What to produce:
Extend the report on the Sampson County Department of Social Services presentation, picking up after its final sentence.

Document extract:
"""

Patty Santos, director of the Sampson County Department of Social Services, told the Sampson County Board of Commissioners the agency is managing many federally mandated programs while facing staffing, caseload and funding pressures.
Santos explained that North Carolina’s social-services system is “federally mandated, state supervised, county administered.” She said mandated programs include child protective services (CPS), foster care, adult protective services, Medicaid eligibility, food and nutrition (SNAP), WorkFirst, child support, energy assistance (LIEAP) and others. She said program funding is an intricate mix of federal, state and county dollars and that some programs are capped while others are uncapped.
On child-protection staffing, presenters said CPS assessors are allotted a statutory or recommended caseload of about six investigations per worker; Santos and staff reported the county has nine CPS positions but only seven active CPS investigators at the time of the presentation and said actual caseloads have exceeded recommended levels. Staff described three response time categories for allegations: immediate, 24-hour and 72-hour, depending on severity.
Rhonda Matthews, foster-care supervisor (quoted by role), said Sampson County currently has roughly 11 licensed foster homes and about 11 children in care, and that the agency sometimes places children out of county when local placements are not available. Jane Douglas, deputy director, and other managers described the foster-to-18 and 18–21 programs, adoption and guardianship supports, and licensing and training for foster families.
On adult services, Carrie Phillips, adult-services program manager, described protective-service investigations for neglect and exploitation and noted recent use of an outside provider, Generations Family Services, to manage casework for wards while the agency maintains oversight.

"""

Saved data entries:

"""

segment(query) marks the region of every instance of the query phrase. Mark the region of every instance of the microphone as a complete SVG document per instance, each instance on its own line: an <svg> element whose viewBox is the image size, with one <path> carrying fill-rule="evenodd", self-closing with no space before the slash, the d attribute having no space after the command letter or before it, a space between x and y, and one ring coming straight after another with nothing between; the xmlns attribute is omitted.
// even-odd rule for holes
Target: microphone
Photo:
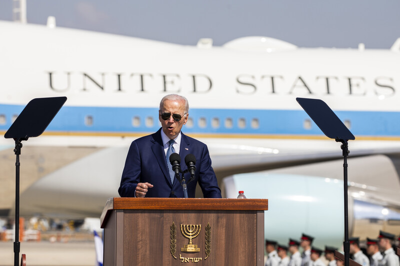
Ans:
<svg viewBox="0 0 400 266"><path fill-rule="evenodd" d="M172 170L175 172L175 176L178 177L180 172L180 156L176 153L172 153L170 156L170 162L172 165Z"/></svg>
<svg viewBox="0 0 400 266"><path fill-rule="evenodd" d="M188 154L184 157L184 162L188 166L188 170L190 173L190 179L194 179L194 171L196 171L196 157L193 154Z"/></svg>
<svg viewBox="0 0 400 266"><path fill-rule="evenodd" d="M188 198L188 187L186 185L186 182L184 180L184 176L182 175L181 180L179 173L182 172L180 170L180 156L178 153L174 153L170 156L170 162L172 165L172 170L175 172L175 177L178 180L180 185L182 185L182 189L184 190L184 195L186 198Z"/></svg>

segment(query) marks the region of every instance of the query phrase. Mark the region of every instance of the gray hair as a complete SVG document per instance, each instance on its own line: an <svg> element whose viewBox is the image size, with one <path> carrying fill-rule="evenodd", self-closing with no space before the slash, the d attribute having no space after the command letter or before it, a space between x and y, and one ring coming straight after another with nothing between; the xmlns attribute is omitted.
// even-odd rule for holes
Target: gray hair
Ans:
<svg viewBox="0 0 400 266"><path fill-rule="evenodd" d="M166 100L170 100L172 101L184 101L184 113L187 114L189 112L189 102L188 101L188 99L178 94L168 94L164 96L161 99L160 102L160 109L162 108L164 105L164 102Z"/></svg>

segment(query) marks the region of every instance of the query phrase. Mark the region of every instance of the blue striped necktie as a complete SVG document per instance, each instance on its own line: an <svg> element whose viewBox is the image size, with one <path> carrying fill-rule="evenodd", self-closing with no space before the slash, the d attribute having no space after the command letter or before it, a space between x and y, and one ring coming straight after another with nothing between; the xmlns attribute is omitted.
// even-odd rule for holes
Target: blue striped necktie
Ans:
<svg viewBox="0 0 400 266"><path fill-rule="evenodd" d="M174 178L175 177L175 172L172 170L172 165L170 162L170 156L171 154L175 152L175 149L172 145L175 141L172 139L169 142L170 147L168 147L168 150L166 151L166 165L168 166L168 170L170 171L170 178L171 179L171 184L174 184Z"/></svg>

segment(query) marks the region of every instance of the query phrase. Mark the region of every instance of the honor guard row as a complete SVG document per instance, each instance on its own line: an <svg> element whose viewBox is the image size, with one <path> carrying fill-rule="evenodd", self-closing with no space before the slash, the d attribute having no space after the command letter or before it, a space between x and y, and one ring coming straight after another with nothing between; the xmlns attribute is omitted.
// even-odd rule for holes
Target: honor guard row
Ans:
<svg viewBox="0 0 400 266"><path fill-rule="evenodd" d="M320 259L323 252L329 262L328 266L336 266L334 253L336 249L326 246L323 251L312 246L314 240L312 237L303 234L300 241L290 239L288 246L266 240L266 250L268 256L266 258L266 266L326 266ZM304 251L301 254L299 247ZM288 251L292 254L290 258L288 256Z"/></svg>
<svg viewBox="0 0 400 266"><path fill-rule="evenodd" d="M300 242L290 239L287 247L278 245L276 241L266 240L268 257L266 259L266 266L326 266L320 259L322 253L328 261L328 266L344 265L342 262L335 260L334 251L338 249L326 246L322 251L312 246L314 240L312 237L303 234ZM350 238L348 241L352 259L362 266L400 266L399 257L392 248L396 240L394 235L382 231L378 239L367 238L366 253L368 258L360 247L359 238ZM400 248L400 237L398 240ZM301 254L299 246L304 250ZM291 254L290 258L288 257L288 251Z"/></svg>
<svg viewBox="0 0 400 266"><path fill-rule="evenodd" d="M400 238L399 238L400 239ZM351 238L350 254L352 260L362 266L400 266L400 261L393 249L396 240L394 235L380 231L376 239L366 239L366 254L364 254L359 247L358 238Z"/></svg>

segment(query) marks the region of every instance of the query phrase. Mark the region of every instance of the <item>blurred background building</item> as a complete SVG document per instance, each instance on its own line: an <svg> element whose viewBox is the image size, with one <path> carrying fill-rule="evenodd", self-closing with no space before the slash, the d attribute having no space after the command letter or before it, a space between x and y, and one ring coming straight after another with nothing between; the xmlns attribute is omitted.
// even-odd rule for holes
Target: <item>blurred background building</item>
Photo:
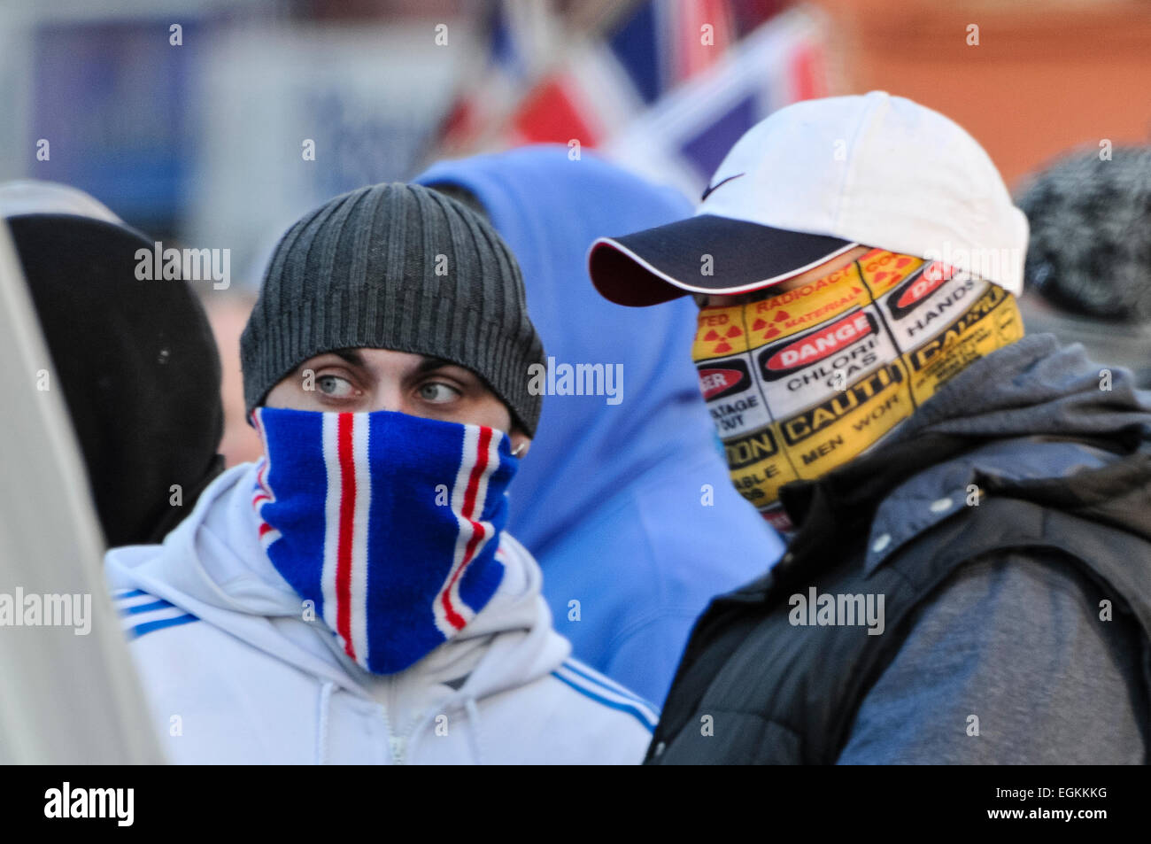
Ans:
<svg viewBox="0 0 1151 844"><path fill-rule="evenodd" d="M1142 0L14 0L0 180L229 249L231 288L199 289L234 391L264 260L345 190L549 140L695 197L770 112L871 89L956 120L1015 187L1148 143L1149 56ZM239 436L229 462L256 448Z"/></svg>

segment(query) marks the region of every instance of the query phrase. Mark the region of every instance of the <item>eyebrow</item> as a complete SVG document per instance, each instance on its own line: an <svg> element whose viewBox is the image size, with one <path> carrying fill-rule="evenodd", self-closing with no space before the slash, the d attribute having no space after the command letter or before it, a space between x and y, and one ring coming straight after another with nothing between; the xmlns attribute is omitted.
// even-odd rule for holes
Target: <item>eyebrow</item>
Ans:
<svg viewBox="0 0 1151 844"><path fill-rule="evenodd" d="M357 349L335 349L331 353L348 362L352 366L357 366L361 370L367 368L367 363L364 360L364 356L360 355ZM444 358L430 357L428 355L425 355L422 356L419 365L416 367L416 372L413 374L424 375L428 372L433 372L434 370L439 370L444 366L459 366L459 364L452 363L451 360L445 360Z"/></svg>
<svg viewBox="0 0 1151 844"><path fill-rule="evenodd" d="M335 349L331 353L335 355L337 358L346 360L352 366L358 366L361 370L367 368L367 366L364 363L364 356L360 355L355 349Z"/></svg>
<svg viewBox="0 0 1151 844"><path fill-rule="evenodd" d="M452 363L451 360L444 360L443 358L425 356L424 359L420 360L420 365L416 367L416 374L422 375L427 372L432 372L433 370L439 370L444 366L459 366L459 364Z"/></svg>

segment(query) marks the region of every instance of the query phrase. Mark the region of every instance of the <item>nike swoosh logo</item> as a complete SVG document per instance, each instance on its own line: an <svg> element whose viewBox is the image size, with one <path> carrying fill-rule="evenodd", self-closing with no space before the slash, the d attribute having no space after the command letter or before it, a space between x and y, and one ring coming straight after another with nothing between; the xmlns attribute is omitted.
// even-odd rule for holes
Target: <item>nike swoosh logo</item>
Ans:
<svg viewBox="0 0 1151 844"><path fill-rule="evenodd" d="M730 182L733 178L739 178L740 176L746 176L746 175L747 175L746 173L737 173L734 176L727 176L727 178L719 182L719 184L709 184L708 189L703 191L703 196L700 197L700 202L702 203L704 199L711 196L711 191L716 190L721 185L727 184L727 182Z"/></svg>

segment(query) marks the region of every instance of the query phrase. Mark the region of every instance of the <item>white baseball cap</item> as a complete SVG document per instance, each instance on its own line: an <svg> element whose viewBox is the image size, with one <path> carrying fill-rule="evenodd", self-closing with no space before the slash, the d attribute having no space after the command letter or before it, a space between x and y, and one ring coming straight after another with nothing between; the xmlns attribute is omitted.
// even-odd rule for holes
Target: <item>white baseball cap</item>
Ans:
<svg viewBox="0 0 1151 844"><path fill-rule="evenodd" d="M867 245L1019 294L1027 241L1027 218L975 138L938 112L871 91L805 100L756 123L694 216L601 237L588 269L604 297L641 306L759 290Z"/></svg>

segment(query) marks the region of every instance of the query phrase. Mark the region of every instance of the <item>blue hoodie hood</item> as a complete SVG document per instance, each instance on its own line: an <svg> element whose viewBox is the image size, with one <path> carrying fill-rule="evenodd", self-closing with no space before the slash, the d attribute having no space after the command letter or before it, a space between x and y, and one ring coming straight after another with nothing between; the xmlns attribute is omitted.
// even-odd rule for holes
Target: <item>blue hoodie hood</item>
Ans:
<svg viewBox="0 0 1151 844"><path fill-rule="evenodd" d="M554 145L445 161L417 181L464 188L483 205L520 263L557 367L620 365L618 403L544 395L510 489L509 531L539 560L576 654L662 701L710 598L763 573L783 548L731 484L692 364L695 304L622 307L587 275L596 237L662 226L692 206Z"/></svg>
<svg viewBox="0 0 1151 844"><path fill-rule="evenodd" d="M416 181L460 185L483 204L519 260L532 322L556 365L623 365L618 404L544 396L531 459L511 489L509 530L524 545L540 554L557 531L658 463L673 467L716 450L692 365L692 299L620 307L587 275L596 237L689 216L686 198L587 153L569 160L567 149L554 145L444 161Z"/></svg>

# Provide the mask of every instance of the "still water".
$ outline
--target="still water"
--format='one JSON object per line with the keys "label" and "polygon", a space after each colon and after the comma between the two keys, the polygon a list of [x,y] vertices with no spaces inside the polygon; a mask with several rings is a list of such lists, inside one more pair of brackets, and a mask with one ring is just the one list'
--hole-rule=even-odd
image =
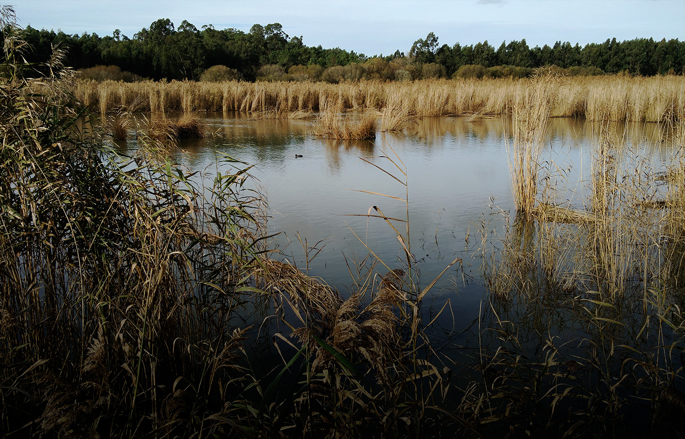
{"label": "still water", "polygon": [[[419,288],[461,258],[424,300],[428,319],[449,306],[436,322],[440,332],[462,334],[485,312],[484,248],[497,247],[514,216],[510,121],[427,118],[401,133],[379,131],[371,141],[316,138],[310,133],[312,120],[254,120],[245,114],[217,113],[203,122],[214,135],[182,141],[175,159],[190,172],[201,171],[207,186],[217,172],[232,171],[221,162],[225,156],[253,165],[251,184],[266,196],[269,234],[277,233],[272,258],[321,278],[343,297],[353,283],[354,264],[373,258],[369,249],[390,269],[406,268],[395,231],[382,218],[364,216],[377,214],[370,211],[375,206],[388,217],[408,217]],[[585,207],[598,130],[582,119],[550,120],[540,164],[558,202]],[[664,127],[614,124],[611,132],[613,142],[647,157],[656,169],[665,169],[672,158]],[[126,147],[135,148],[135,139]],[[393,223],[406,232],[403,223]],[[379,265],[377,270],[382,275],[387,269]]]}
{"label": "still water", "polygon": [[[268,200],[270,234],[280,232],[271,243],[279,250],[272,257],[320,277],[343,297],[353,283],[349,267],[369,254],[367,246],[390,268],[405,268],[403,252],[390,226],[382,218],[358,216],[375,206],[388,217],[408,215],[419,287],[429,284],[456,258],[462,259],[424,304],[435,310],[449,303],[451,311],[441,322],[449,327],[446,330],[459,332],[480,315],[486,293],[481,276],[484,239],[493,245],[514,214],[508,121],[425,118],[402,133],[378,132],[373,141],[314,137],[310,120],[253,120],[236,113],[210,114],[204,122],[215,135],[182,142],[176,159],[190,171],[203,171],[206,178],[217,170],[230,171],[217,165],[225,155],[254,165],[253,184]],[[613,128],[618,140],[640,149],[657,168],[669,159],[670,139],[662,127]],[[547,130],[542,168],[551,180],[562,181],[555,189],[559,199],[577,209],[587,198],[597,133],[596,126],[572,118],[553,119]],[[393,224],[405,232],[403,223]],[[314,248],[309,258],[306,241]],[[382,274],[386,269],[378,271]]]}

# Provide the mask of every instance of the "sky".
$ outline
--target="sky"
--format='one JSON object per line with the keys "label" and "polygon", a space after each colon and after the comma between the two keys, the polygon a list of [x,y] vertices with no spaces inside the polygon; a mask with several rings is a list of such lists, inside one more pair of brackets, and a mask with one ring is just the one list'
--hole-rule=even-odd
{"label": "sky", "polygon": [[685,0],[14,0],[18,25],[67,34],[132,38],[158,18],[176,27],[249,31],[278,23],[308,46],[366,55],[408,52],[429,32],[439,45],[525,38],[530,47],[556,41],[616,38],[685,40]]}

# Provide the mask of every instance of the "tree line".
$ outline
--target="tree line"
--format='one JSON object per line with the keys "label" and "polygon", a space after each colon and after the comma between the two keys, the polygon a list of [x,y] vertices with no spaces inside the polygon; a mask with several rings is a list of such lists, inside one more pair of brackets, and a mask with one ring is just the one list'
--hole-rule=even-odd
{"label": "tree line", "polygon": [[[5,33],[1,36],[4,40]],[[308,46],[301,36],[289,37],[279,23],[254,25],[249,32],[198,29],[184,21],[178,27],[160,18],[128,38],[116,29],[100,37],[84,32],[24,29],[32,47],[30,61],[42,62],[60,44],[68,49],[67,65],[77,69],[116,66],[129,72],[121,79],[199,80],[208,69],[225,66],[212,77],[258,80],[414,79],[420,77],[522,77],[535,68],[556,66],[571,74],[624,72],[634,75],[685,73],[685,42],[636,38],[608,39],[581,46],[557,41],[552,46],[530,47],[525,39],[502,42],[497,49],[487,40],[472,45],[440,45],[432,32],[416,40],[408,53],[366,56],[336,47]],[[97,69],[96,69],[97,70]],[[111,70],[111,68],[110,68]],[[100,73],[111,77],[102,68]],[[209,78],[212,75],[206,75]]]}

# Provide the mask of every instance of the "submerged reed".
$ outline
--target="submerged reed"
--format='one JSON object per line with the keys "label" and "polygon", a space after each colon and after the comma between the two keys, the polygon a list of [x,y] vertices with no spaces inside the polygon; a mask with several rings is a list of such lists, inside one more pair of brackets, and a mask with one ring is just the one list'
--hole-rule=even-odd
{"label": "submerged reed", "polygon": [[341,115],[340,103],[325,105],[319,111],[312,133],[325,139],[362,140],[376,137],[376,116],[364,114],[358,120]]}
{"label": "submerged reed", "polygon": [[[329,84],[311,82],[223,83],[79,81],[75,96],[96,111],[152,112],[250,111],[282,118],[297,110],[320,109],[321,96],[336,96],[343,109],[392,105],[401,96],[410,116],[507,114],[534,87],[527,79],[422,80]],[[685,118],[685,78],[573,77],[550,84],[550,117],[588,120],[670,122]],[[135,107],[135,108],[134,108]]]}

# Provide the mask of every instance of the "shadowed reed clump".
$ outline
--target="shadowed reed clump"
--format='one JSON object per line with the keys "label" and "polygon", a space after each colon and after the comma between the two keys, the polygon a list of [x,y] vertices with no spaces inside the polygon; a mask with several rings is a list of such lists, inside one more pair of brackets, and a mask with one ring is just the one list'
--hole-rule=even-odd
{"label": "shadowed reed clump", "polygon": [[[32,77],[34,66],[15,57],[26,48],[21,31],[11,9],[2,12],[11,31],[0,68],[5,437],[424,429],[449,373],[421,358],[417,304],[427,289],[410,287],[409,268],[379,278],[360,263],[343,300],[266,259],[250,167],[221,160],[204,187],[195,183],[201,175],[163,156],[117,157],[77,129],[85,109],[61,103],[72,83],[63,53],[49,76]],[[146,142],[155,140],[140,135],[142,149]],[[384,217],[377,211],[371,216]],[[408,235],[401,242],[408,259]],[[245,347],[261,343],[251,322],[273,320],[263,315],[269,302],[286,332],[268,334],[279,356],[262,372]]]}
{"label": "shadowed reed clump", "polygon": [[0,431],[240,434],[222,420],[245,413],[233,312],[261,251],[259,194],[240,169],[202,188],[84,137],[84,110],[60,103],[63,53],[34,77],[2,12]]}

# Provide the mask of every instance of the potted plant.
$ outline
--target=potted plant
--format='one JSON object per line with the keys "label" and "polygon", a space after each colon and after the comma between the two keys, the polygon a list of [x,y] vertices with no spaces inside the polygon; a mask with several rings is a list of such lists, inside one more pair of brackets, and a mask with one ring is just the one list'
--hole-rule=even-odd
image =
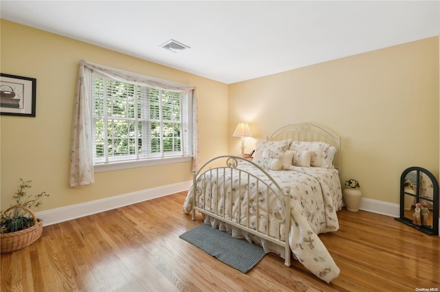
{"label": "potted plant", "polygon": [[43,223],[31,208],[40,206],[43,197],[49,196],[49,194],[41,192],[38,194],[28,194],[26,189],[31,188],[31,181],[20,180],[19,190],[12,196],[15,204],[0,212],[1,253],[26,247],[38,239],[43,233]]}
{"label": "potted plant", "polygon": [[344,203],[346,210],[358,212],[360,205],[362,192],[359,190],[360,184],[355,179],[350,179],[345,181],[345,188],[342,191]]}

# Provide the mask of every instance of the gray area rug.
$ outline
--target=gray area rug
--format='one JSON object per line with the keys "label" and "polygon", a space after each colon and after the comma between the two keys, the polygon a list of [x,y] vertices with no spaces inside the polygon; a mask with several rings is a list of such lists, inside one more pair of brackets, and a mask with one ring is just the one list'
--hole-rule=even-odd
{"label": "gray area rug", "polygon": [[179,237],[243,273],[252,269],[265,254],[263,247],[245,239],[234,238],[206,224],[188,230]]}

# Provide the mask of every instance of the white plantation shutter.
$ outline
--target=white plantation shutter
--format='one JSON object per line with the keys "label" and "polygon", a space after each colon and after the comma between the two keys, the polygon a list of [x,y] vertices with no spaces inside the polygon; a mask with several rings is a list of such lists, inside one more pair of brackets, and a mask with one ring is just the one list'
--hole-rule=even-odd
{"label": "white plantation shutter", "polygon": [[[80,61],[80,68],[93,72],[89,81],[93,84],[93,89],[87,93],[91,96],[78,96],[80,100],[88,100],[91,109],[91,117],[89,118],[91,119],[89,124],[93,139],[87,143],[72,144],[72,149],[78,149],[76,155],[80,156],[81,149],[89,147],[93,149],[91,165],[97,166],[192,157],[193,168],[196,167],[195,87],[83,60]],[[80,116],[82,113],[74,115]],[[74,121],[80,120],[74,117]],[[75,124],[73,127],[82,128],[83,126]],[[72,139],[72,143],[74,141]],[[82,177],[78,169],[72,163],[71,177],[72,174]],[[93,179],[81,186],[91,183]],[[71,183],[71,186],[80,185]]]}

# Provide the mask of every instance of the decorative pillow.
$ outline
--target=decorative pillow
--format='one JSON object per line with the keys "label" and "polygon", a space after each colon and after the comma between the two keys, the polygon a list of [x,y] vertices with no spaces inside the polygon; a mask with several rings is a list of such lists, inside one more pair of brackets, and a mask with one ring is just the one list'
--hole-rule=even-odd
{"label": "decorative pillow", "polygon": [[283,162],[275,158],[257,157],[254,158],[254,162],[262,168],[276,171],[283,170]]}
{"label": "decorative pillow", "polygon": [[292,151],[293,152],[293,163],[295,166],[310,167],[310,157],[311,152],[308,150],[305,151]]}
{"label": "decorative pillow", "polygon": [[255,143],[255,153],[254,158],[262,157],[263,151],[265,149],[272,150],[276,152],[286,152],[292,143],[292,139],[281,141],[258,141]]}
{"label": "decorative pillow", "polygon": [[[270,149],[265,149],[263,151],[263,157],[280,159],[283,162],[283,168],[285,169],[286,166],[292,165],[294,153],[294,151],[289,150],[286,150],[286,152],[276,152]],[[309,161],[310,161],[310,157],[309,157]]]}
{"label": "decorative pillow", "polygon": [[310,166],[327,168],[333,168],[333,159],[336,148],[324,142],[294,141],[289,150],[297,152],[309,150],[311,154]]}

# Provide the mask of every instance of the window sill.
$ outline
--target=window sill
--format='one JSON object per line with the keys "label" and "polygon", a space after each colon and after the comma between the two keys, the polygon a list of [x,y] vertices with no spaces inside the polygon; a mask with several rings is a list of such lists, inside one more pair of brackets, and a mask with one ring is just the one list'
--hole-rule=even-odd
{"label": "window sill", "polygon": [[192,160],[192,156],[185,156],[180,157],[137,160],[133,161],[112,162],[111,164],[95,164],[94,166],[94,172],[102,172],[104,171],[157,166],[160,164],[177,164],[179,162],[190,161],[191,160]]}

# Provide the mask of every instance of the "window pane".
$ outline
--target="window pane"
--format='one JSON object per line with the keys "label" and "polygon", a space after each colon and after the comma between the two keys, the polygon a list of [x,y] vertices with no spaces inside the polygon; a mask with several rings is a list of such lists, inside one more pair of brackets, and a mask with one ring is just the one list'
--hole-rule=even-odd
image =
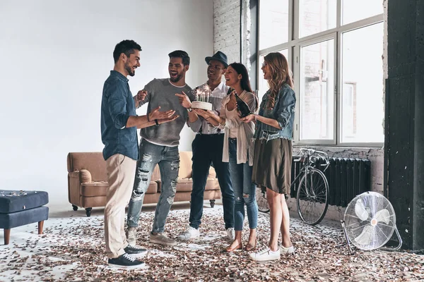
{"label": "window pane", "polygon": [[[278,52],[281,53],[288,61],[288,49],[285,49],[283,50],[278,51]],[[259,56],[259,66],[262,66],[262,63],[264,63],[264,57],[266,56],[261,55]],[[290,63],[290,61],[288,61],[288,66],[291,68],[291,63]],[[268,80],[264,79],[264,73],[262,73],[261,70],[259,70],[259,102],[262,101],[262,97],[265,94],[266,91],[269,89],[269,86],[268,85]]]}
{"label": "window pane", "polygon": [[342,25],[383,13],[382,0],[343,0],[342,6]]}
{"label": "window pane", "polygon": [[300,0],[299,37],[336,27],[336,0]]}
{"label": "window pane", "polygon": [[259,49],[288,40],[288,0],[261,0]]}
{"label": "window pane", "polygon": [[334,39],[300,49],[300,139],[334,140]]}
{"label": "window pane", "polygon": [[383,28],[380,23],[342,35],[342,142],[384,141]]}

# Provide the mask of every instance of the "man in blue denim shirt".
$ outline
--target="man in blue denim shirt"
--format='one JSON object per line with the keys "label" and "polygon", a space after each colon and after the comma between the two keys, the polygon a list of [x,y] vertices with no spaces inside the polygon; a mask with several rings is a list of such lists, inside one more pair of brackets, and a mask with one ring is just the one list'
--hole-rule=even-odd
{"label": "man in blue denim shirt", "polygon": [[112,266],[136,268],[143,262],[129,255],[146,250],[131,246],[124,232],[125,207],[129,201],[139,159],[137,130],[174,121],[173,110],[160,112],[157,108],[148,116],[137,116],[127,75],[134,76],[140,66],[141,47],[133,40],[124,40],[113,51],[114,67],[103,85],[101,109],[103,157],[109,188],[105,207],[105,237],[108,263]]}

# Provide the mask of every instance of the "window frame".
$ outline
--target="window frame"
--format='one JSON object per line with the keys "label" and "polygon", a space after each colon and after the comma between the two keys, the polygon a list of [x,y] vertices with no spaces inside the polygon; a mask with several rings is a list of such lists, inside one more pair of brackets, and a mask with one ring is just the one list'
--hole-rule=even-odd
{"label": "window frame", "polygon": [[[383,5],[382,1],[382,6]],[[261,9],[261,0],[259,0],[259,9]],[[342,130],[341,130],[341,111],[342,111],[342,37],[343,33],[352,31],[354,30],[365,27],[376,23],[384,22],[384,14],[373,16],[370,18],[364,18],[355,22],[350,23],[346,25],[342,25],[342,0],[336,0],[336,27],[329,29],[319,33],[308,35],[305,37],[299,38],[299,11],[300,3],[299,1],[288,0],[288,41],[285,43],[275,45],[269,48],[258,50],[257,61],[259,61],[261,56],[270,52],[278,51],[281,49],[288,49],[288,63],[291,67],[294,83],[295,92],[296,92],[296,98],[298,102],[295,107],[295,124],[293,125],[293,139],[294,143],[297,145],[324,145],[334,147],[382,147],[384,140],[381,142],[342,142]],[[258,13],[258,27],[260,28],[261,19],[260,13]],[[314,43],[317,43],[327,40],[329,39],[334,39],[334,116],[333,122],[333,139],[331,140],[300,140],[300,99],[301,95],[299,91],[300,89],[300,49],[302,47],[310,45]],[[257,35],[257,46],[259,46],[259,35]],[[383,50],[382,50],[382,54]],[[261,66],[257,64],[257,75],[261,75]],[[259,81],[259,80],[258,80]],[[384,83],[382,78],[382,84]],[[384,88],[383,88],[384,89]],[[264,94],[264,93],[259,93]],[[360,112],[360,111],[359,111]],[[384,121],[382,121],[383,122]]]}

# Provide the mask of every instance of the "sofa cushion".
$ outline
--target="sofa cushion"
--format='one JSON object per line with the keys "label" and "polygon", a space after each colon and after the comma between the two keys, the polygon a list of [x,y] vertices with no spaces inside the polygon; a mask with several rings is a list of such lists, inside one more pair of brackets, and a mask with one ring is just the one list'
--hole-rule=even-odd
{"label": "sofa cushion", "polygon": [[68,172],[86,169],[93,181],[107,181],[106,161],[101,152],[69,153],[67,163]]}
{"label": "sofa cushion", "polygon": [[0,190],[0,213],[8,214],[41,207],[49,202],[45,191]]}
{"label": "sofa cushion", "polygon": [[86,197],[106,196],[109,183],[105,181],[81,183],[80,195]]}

"""

Answer to this problem:
Economic-services managers said special assistance in home has moved from a capped slot model to an entitlement, increasing local slots from about 18 in 2024 to 55 today. The department’s HUB Resource Center assisted nearly 2,000 individuals in 2024, and the child-support unit reported collecting about $6.4 million last year with a cost-effectiveness ratio of about $5.11 returned per dollar spent on child support activities.
Santos and staff flagged an administrative change: beginning in January the state will more actively enforce the memorandum-of-understanding (MOU) performance measures that counties must meet; failure to meet measures can trigger corrective action. Managers listed recent audits and said the department’s strongest challenges are high caseloads, staff safety concerns and turnover. To alleviate staffing pressures the department has implemented reclassifications, flex schedules and telework and has invested in training; it also noted measures to improve staff safety including metal detectors and an on-site security guard.
Commissioners asked for the DSS slide deck; staff offered to provide contacts for foster-home applicants and said workers second-party case reviews continue for a year of training for new Medicaid eligibility staff to reduce improper authorizations.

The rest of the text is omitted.